→ **TO DO**
Write out exactly, with no other output, the lines below from the one that contains "A single pin marks each instance of the chisel" through the end.
+++ MATERIAL
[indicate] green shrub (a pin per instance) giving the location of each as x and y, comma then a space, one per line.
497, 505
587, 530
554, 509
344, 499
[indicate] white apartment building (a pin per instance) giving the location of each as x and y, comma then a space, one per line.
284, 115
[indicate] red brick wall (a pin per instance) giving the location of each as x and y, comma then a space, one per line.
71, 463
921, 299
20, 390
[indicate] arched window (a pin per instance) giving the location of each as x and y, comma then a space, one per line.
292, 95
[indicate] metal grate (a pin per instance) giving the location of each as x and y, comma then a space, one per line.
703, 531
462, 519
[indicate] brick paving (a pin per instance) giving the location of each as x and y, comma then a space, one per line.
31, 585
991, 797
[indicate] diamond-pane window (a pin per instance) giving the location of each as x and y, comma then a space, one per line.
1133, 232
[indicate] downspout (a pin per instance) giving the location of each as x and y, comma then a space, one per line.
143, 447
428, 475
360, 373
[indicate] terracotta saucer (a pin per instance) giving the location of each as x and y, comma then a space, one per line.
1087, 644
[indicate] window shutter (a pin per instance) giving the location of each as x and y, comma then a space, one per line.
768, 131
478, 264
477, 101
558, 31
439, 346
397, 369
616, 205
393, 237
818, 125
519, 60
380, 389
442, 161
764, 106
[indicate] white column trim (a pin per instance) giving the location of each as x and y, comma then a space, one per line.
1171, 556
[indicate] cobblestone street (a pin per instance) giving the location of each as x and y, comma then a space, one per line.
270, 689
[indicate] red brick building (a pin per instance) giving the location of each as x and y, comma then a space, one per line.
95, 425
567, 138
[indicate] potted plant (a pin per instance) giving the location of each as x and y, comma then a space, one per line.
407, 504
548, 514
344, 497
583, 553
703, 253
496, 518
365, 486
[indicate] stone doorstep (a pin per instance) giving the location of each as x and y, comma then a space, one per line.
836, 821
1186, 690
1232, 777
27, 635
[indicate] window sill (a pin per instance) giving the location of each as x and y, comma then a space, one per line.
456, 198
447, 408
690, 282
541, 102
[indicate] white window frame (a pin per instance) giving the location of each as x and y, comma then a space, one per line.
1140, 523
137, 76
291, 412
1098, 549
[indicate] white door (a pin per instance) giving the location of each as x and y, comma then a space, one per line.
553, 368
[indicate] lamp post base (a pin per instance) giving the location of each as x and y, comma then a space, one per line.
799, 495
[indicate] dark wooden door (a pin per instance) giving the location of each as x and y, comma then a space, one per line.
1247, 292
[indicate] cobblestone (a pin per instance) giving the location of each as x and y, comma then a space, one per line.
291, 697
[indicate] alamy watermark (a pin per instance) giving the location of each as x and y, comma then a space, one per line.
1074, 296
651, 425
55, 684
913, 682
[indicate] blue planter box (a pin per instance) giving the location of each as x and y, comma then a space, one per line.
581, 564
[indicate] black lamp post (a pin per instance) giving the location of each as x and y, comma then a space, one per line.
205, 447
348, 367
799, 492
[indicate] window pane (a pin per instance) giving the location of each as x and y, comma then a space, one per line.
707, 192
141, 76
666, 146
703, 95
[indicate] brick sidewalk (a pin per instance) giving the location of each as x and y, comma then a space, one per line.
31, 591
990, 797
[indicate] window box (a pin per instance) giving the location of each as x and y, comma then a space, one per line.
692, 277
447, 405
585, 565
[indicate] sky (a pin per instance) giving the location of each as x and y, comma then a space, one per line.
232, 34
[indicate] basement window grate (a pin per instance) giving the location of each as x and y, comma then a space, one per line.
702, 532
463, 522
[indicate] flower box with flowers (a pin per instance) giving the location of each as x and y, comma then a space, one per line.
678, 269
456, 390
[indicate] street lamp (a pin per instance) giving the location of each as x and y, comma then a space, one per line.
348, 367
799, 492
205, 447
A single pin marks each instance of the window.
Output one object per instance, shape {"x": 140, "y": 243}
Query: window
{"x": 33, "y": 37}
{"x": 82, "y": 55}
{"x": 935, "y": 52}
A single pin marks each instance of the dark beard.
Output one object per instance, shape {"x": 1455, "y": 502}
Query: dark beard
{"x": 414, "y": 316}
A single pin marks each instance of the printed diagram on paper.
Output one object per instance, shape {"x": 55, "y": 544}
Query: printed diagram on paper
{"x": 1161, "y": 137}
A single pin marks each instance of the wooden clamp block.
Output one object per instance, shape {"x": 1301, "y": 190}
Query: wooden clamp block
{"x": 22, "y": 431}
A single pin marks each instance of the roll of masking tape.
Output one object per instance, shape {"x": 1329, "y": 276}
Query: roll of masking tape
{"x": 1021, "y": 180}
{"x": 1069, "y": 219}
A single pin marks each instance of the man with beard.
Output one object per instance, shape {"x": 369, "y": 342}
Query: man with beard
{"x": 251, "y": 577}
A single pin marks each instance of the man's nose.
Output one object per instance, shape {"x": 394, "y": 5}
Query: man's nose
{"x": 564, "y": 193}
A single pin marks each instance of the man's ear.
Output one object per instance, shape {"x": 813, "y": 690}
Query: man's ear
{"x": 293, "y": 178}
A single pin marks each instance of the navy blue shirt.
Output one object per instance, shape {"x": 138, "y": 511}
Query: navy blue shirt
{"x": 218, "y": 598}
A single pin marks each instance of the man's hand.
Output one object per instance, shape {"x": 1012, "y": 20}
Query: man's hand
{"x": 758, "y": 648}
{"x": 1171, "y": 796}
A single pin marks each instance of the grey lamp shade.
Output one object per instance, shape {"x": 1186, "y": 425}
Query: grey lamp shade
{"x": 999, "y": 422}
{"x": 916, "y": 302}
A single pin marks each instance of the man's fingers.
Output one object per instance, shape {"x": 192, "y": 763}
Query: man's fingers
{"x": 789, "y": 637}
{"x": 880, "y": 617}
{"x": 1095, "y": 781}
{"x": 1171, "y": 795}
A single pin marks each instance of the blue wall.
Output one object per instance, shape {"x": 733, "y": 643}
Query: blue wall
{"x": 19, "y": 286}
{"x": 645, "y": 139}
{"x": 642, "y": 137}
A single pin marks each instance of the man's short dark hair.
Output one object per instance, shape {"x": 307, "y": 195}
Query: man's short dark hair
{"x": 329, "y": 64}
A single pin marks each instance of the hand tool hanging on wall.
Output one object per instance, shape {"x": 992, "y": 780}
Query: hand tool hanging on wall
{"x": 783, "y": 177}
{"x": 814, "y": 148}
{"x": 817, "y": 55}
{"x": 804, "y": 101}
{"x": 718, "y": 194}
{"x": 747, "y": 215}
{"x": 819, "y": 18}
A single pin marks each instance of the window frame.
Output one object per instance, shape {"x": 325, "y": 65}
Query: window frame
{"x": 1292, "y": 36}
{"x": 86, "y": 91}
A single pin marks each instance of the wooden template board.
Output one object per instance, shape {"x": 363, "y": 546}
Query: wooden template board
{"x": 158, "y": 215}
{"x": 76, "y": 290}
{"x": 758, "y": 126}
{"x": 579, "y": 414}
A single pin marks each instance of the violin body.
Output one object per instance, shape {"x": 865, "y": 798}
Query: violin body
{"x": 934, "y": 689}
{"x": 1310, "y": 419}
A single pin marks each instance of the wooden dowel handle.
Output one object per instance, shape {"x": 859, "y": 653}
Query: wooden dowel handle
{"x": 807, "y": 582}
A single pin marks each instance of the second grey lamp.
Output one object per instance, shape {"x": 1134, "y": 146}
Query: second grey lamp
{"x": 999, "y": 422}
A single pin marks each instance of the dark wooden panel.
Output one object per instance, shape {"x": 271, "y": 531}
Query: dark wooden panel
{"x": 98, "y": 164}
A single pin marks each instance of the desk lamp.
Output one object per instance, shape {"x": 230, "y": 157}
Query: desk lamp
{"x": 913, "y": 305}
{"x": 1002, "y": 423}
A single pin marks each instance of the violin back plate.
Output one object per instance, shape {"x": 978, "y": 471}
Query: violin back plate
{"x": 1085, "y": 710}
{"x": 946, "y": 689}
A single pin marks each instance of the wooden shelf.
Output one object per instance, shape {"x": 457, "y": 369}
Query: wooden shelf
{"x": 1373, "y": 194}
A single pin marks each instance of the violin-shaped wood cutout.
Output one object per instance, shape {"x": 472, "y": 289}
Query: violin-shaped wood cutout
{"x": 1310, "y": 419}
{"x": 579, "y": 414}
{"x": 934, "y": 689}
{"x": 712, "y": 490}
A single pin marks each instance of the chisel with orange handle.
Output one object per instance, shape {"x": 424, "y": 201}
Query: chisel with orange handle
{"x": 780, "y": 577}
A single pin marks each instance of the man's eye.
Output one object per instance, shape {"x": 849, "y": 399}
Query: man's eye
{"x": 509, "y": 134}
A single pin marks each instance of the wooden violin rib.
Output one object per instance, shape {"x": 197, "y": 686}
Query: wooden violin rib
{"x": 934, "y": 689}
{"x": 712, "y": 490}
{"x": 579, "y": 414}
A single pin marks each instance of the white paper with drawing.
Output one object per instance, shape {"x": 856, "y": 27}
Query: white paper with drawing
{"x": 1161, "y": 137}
++++++
→ **RESPONSE TO THIS EXERCISE**
A single pin marks each instance of the chisel with orange handle.
Output one object per instance, shape {"x": 424, "y": 201}
Query: chisel with orange handle
{"x": 780, "y": 577}
A single pin marks each instance of the man's eye.
Output one object per instance, shape {"x": 849, "y": 399}
Query: man's eye
{"x": 509, "y": 134}
A single pin marks each instance of the wooden violin rib.
Output one object per instance, shape {"x": 197, "y": 686}
Query: wooden violin rib
{"x": 934, "y": 689}
{"x": 712, "y": 490}
{"x": 579, "y": 414}
A single pin marks each instance of the white paper with drawing.
Output one object per instance, shape {"x": 856, "y": 27}
Query: white paper with drawing
{"x": 1161, "y": 137}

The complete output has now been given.